◆ **DATASET ENTRIES**:

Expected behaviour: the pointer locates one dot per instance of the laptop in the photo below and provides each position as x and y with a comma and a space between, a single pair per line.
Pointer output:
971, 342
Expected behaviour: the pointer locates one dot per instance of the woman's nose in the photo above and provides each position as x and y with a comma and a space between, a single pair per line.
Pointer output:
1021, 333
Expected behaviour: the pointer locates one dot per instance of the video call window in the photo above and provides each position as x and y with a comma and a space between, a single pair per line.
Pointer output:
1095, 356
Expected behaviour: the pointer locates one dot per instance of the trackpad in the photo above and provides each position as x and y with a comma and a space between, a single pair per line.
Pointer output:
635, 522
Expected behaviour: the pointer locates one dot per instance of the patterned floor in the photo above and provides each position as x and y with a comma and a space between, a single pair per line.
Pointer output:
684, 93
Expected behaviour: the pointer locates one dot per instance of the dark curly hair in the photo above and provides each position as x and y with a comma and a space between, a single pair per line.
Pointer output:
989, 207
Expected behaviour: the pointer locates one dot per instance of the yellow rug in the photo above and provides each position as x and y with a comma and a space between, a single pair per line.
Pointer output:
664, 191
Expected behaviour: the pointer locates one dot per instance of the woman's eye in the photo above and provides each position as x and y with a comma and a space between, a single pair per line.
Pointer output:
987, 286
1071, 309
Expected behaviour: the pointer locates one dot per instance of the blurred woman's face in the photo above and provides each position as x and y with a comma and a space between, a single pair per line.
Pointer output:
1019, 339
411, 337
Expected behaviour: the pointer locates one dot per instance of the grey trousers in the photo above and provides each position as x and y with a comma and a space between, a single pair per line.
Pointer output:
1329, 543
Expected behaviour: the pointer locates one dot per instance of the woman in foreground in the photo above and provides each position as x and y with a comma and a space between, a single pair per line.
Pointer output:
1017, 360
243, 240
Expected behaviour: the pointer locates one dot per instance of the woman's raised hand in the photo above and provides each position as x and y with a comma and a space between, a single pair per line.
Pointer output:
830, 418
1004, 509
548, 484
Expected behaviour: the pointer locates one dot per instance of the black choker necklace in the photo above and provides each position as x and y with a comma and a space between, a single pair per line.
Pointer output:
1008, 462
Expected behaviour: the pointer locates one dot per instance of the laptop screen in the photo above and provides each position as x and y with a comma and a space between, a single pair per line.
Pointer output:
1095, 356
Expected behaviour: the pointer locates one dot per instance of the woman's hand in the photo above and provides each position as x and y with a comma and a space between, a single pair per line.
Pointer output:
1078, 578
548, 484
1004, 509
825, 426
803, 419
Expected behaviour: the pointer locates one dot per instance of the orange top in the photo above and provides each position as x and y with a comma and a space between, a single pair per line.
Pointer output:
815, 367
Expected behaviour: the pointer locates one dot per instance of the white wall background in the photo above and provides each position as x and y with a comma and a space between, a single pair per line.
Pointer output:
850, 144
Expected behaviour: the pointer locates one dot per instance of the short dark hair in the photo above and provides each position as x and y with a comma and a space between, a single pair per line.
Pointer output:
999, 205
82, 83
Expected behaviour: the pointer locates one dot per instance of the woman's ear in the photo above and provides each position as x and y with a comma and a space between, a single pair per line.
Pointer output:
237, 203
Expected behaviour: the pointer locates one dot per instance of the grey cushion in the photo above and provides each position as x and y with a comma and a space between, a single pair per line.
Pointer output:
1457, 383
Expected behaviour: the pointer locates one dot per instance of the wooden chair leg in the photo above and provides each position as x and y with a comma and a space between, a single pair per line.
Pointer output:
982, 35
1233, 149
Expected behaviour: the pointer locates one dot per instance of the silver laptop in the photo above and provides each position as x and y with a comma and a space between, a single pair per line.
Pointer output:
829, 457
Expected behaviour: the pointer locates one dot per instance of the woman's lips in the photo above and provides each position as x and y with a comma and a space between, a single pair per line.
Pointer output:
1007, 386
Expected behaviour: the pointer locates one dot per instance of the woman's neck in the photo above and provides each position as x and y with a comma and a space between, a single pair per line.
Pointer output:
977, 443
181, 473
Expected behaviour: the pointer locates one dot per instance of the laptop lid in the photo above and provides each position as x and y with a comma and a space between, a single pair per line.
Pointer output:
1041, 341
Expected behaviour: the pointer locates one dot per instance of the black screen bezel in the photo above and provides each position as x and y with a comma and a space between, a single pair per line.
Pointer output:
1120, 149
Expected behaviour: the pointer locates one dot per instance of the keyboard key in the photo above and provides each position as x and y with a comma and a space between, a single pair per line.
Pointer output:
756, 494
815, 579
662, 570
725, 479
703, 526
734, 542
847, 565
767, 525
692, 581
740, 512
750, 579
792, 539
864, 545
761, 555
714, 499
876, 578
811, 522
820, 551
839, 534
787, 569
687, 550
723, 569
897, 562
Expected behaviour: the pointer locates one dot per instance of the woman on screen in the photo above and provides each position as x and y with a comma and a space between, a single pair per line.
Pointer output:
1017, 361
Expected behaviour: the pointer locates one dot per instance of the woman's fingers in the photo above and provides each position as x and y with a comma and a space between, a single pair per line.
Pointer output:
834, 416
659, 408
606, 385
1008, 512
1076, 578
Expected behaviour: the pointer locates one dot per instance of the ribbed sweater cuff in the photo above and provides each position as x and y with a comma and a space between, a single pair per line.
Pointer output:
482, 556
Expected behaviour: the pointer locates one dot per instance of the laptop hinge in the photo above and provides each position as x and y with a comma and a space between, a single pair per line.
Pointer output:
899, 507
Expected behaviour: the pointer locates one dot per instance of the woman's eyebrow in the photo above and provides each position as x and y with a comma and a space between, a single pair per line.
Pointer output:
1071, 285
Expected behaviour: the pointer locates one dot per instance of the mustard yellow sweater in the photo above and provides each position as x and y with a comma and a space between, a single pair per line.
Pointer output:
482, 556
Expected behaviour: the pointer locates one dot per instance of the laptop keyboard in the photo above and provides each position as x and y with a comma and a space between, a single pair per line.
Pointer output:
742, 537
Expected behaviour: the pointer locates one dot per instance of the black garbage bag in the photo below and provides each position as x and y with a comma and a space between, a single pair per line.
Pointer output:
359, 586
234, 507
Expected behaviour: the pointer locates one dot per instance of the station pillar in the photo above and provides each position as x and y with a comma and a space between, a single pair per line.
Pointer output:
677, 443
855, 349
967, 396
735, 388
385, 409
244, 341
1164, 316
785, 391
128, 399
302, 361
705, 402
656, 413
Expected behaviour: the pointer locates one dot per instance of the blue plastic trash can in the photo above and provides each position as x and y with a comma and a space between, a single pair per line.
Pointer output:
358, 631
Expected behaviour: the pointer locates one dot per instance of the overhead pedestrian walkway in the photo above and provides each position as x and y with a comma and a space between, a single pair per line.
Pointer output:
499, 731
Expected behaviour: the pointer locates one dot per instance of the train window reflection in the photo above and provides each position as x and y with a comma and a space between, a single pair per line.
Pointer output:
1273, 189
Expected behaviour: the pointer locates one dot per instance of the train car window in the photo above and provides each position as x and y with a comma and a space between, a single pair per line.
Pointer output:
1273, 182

◆ **WORK ORDER**: Filter on the word "keyboard": copy each matching line from the entries above.

◆ **SOLVED EXERCISE**:
Expected behaviour: the pointer locates one dot per instance of the keyboard key in the photo above and provides each position as x and y with a comma and a space between, a single pair per line.
Expected behaviour: the pointer locates one dot per instance of the laptop keyboard in the photo above and provides each position as x and y with a comma and a space between, a single pair per line.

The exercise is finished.